* _To do_: The full set of entries below is to be returned unchanged.

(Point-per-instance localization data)
------------

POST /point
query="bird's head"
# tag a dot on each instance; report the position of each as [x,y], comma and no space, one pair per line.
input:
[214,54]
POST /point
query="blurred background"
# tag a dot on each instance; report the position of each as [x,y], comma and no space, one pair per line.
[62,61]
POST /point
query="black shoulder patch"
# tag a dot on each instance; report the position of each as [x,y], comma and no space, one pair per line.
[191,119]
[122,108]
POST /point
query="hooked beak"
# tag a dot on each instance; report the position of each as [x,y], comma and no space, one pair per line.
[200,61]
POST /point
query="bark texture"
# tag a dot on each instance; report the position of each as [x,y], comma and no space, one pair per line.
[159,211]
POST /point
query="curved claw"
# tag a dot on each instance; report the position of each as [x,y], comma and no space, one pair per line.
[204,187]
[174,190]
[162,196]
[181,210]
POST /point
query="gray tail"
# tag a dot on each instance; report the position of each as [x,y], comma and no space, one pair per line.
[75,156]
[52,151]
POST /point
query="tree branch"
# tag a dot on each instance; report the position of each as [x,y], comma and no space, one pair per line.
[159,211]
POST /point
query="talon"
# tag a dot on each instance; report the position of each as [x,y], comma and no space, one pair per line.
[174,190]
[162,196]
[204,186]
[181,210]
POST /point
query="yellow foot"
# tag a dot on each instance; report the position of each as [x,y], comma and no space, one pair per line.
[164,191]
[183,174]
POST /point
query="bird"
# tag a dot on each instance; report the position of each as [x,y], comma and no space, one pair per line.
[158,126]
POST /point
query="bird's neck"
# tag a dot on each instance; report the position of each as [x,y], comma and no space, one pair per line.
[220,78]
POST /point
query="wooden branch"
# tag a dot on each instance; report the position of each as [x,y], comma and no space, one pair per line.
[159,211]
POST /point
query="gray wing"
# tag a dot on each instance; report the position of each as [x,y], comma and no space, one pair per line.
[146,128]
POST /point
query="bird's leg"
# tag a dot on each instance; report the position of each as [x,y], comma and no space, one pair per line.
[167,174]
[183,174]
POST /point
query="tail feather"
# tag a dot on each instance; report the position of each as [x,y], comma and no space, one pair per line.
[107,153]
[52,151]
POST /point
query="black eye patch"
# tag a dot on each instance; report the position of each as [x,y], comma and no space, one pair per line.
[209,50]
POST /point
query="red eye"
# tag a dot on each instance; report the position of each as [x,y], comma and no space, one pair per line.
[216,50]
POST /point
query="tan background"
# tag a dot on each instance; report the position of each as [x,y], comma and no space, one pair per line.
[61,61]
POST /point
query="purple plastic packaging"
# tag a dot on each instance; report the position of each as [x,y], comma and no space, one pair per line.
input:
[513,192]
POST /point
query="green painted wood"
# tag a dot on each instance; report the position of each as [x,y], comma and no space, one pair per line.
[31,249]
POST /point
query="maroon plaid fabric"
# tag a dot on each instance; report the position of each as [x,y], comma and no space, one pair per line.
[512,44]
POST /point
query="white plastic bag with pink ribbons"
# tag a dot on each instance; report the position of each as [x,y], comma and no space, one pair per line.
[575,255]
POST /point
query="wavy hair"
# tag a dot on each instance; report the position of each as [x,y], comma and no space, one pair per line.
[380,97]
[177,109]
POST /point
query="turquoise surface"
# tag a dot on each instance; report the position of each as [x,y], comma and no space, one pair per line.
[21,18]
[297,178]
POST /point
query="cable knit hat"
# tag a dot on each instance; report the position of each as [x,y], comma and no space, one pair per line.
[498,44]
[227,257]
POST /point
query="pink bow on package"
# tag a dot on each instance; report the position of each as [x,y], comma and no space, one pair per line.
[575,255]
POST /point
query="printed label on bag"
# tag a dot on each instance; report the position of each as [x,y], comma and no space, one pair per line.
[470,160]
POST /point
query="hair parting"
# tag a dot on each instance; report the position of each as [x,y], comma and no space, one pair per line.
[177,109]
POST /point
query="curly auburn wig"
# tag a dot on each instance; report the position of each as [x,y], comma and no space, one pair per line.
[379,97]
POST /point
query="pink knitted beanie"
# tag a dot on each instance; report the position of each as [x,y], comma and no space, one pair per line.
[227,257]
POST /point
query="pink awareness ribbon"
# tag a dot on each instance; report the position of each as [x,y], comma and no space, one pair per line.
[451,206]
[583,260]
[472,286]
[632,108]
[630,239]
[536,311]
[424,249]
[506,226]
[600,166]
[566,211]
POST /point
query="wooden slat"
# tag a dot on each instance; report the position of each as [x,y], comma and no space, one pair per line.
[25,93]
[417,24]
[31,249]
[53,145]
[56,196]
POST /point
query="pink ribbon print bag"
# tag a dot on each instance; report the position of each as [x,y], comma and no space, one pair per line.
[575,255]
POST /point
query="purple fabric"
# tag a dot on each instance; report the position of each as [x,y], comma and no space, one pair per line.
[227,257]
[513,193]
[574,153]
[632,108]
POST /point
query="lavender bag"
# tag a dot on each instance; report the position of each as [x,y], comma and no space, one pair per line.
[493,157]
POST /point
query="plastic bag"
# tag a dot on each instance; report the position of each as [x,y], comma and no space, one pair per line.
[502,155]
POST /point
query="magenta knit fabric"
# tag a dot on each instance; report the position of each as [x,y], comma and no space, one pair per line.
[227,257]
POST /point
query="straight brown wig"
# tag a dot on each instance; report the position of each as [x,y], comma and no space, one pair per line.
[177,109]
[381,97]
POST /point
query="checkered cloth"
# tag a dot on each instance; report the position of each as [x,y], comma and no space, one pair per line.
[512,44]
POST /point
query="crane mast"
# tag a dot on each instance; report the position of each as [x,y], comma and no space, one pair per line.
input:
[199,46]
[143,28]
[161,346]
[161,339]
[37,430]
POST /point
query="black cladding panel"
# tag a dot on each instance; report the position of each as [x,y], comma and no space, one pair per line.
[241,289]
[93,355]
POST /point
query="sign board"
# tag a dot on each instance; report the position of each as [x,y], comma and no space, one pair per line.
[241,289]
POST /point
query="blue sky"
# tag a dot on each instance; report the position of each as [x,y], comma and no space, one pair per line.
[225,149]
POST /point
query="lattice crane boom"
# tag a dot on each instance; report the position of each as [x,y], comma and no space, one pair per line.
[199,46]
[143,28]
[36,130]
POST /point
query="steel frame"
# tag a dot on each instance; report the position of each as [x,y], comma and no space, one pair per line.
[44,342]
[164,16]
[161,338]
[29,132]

------------

* _Answer to the problem_:
POST /point
query="bird's head"
# tag a dot on each instance; report the position of each as [x,y], comma and no space, one pair per line.
input:
[214,54]
POST /point
query="blurred background"
# tag a dot on each instance; report the position of each as [x,y], comma and no space, one pair per line.
[62,61]
POST /point
query="black shoulder patch"
# tag a dot on each instance; report the position of each as [x,y], comma and no space, one pair per line.
[191,119]
[122,108]
POST /point
query="hooked beak"
# tag a dot on each instance; report the position of each as [x,y], comma and no space, one pair per line.
[200,61]
POST /point
query="bark texture"
# tag a dot on each instance; report the position of each as [x,y], comma and no space, one pair per line.
[159,211]
POST /point
query="curved claw"
# tag a dot on each instance; report the position of each as [x,y], comma and no space, one pair per line.
[204,187]
[174,190]
[162,196]
[181,210]
POST /point
query="gray tail"
# tag a dot on each instance; report the position of each as [x,y], comma and no space, one pair per line.
[75,156]
[52,151]
POST /point
query="tree branch"
# tag a dot on each instance; report the position of each as [x,y], comma and no space, one pair per line.
[159,211]
POST /point
query="talon"
# tag a dot on each instance; report the position of each as [x,y], comma and no space, one pair per line.
[174,190]
[162,196]
[204,186]
[181,210]
POST /point
query="yellow foot"
# tag a dot on each instance; report the position of each as [x,y], comma and no space, one pair per line.
[164,191]
[183,174]
POST /point
query="bird"
# tag a dot on each instance; report the position of each as [x,y], comma and no space, one pair per line.
[158,126]
POST /point
query="bird's neck"
# tag a dot on each instance; report the position of each as [x,y], comma and no space, one pair per line.
[220,78]
POST /point
query="wooden branch"
# tag a dot on each instance; report the position of each as [x,y], comma and no space, one pair per line.
[159,211]
POST /point
query="gray wing"
# tag a dot on each instance; report the position of each as [x,y], comma and no space, one pair per line.
[146,128]
POST /point
query="bird's leg"
# tag a dot on each instance; report the position of each as [x,y], comma and no space, one pair per line.
[167,174]
[183,174]
POST /point
query="tail feather"
# tag a dot on each instance; report the position of each as [x,y], comma and no space, one pair per line.
[107,153]
[52,151]
POST /point
query="black eye patch"
# tag a dot on each instance; report the position of each as [x,y], comma and no space, one pair per line.
[209,50]
POST /point
query="red eye"
# tag a dot on each instance; report the position of each as [x,y], comma and no space, one pair per line.
[216,50]
POST /point
query="tan background"
# tag a dot on each instance; report the position of each as [x,y], comma and no space, one pair per line.
[61,61]
POST /point
query="purple plastic packaging"
# tag a dot on each instance; report the position of each as [x,y], comma and no space, one pair per line.
input:
[513,192]
POST /point
query="green painted wood"
# tag a dot on each instance; report the position of each as [x,y], comma and no space, one pair per line.
[31,249]
POST /point
query="maroon plaid fabric"
# tag a dot on each instance; report the position of each as [x,y], comma and no space, one pair per line.
[512,44]
POST /point
query="white plastic bag with pink ribbons"
# tag a dot on each instance; report the position of each as [x,y], comma and no space, one pair per line.
[575,255]
POST /point
query="wavy hair"
# tag a dot on each instance; report the position of each as [x,y], comma and no space, one pair per line.
[380,97]
[177,109]
POST /point
query="turquoise surface"
# tag a dot on each instance; report the position of each as [x,y], comma and no space, one pair per line.
[21,18]
[297,178]
POST /point
query="cable knit hat"
# tag a dot on each instance; report the position of each as [x,y], comma and no space, one pair per line.
[498,44]
[227,257]
POST /point
query="pink bow on package"
# tag a dot on each instance; report the position of each as [x,y], comma and no space, one pair per line.
[575,255]
POST /point
query="printed label on bag"
# tag a dot on each instance; report the position of each as [x,y], comma and no space, one pair per line.
[470,160]
POST /point
query="hair parting"
# tag a dot on each instance; report the position of each as [x,y], comma and no space, one pair per line.
[177,109]
POST /point
query="curly auburn wig"
# tag a dot on each instance; report the position of each as [x,y], comma and no space, one pair per line.
[379,97]
POST /point
query="pink knitted beanie"
# tag a dot on each instance; report the position of each as [x,y], comma and no space, one pair per line.
[227,257]
POST /point
query="pink awareness ribbon"
# tag a dot on each instance; report the position of each as [x,y], comma and no space, one pair per line.
[451,206]
[583,260]
[472,286]
[632,108]
[630,239]
[536,311]
[424,249]
[506,226]
[600,166]
[566,211]
POST /point
query="wooden slat"
# tag a dot on each instance; report the position of each as [x,y], comma and no space, one pair per line.
[25,93]
[417,24]
[31,249]
[53,145]
[56,196]
POST /point
query="pink ribbon print bag"
# tag a dot on each instance; report the position of each as [x,y], comma and no space, one pair per line.
[575,255]
POST /point
query="purple fabric"
# tag a dot on each instance; report the position of each as [x,y], comma and no space, one pair per line.
[227,257]
[513,193]
[574,153]
[632,108]
POST /point
query="lavender bag"
# tag a dot on each instance; report the position of each as [x,y], comma and no space, one pair per line.
[493,157]
POST /point
query="plastic bag"
# tag a dot on each instance; report the position of each as [x,y], comma and no space, one pair per line.
[502,155]
POST /point
query="magenta knit fabric"
# tag a dot on each instance; report the position of each as [x,y], comma and no space, one pair per line.
[227,257]
POST /point
query="straight brown wig"
# tag a dot on each instance; report the position of each as [x,y], comma and no space, one pair per line.
[177,109]
[381,97]
POST /point
query="checkered cloth"
# tag a dot on each instance; report the position of each as [x,y], comma and no space, one pair per line.
[512,44]
POST /point
query="crane mast"
# tag a dot on each instance; report the position of each as [x,y], comma and no space, one pair per line.
input:
[199,46]
[143,28]
[161,346]
[161,339]
[37,430]
POST /point
query="black cladding panel"
# tag a dot on each instance; report the position of each as [x,y], comma and no space, one pair per line.
[241,289]
[93,355]
POST /point
query="sign board"
# tag a dot on each instance; report the position of each as [x,y], comma and no space, one pair per line.
[241,289]
POST /point
query="blue sky"
# tag a dot on each instance; report the position of each as [x,y], comma and no space, one pair per line.
[225,149]
POST /point
query="lattice crane boom"
# tag a dot on each instance; report the position of each as [x,y], comma and no space, one pair per line.
[199,46]
[143,28]
[36,130]
POST /point
query="steel frame"
# tag a dot on each instance; report the position of each as [x,y], comma and no space, one pair per line.
[44,342]
[164,16]
[161,338]
[29,132]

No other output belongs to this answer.